Data to process>
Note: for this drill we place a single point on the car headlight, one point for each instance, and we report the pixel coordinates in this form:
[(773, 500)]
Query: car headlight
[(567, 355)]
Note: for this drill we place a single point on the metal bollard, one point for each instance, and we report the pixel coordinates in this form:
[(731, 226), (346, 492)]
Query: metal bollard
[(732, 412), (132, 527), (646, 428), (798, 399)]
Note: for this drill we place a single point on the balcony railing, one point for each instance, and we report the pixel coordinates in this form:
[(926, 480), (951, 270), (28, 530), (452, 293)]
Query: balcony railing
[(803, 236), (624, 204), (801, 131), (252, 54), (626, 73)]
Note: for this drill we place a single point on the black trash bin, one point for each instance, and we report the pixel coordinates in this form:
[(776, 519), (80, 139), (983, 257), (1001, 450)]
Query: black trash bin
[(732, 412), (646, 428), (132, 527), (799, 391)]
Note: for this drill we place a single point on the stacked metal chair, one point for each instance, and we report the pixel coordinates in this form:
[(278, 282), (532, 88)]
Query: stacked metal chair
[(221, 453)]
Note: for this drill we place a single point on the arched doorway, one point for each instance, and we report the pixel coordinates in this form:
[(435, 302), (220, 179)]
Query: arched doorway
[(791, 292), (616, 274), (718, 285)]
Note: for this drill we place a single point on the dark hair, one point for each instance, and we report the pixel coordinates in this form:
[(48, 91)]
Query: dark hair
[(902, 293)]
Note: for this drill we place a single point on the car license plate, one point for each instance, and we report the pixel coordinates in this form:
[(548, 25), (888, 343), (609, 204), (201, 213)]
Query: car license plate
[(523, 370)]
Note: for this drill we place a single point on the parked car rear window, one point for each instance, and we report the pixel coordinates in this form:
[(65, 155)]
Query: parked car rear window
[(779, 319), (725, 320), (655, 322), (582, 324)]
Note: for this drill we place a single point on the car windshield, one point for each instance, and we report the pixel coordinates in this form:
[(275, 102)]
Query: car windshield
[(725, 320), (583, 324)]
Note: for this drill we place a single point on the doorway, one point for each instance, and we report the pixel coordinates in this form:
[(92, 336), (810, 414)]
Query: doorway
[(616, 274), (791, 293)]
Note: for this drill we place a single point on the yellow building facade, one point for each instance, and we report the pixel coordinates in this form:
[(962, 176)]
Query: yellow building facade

The request> Copy out every line of the material above, word for word, without leaving anything out or changing a single character.

The response>
Note: for this drill we place a single point on the car headlight, one point for each instance, and we report the pixel coordinates in this form:
[(773, 500)]
Query: car headlight
[(567, 355)]
Note: for this drill we place a single point on the metal bollard, one point for each instance, and we report the pixel coordinates in this form:
[(731, 226), (346, 492)]
Query: metal bollard
[(732, 412), (132, 527), (646, 428), (798, 399)]
Note: for this drill we place a single point on the balcony railing, one point for each instance, and we report the pixel coordinates in this form:
[(926, 480), (951, 270), (28, 530), (452, 293)]
Query: balcony railing
[(803, 236), (624, 204), (801, 131), (252, 54), (626, 73)]
Note: for this drill we place a single point on the black trash bin, one point for each instance, and we report the pixel coordinates in this form:
[(776, 519), (80, 139), (983, 257), (1001, 450)]
Query: black trash bin
[(732, 412), (646, 428), (132, 527), (799, 391)]
Note: for this drill we place a single point on the stacked metal chair, one point for each instance, and we report the pixel coordinates in this form:
[(278, 282), (532, 88)]
Query: stacked metal chair
[(221, 453)]
Note: for this drill we place a single point on the arched doorway, one point for each instance, and we report the pixel coordinates in this form:
[(435, 302), (220, 179)]
Query: arched doorway
[(791, 292), (616, 274), (718, 285)]
Note: for this drill we place a single point on the dark hair, one point for each instance, and we report the pixel coordinates in this form:
[(48, 91)]
Query: dark hair
[(902, 293)]
Note: for this drill we place a single point on the car license plate, one point for each instance, and we report the pixel coordinates in this form:
[(548, 25), (888, 343), (609, 204), (201, 213)]
Query: car license plate
[(523, 370)]
Note: for this drill we place a single point on the parked car rear window, one point for each instance, and we report the pixel coordinates in this form:
[(65, 155)]
Query: parked car rear window
[(779, 319), (725, 320), (655, 322), (582, 324)]
Note: for this drill we place a single point on the car windshield, one point for each instance, and we report the pixel coordinates in this form:
[(275, 102)]
Query: car windshield
[(725, 320), (583, 324)]
Note: for this drill we place a single point on the doorway, one point for each instance, and we report the pixel coordinates in this form:
[(92, 336), (810, 414)]
Query: doorway
[(616, 274), (791, 293)]
Note: for this drill we place a single point on the yellow building facade, one point for each instance, and we report the pixel coordinates in this form:
[(962, 176)]
Query: yellow building facade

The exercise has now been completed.